Work order -> The records below need to be restated word for word.

Dataset records:
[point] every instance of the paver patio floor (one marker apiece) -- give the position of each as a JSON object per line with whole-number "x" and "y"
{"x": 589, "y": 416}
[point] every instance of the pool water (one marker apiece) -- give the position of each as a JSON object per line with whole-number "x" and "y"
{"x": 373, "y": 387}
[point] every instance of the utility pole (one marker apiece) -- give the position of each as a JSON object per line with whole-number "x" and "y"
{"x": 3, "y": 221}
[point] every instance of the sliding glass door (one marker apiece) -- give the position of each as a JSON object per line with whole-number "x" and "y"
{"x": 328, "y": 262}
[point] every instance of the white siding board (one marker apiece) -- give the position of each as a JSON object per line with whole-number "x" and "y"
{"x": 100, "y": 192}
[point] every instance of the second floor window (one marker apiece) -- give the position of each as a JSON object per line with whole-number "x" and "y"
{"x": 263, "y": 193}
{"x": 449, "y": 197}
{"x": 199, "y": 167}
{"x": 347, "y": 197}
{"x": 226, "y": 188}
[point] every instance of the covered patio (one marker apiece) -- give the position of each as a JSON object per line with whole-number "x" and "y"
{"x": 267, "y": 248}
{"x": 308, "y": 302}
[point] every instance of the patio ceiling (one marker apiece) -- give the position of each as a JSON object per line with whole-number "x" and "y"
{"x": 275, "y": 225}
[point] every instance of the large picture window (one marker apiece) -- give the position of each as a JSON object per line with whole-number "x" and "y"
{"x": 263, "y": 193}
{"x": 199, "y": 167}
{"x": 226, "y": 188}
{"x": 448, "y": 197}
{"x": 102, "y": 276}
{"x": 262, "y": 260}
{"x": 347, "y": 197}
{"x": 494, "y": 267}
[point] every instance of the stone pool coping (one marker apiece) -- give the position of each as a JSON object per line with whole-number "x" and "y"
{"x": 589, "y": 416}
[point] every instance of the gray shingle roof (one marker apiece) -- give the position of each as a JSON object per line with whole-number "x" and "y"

Completed task ->
[point] every instance of the paver patio floor (one marker apiece) -- give the position of each as a JSON object per line with whole-number "x" and "y"
{"x": 589, "y": 416}
[point] every instance of the pool water (one marker apiece) -- give the position of each as a JSON object per line with whole-number "x" and "y"
{"x": 373, "y": 387}
[point] every instance of the utility pole (one marker apiece) -- give the position of each as a JSON object per line with whole-number "x" and "y"
{"x": 3, "y": 221}
[point] every instance of the sliding glass door (one marker apiece) -- give the position of each as a JSON object per line with whole-number "x" and "y"
{"x": 328, "y": 262}
[point] every instance of the white siding board (one marker apiece) -- give the position of each as a JSON object per line with whole-number "x" and "y"
{"x": 100, "y": 192}
[point] every instance of the second floor window (one marker apiece) -- give the position of each as a JSON object per line with whole-number "x" and "y"
{"x": 263, "y": 193}
{"x": 449, "y": 197}
{"x": 199, "y": 167}
{"x": 347, "y": 197}
{"x": 226, "y": 188}
[point] every instance of the covered patio (one marker apiece) -- give the position of each as a JSON object per line with whole-number "x" and "y"
{"x": 267, "y": 248}
{"x": 308, "y": 302}
[point] every instance of the patio ceiling (one marker apiece) -- give the position of each as a JSON object per line with whole-number "x" and "y"
{"x": 275, "y": 225}
[point] every instance of the large picture window (one marker apiece) -- give the position of each as a JSON object per line with whole-number "x" and "y"
{"x": 263, "y": 193}
{"x": 199, "y": 167}
{"x": 226, "y": 188}
{"x": 448, "y": 197}
{"x": 102, "y": 276}
{"x": 262, "y": 260}
{"x": 347, "y": 197}
{"x": 494, "y": 267}
[point] every instance of the stone pool coping (one marker apiece) -- give the position of each as a JSON object per line with whole-number "x" and "y"
{"x": 589, "y": 416}
[point] every instance of the gray shingle roof (one marker apiece) -- give the position of each as a JSON object per line with whole-number "x" and "y"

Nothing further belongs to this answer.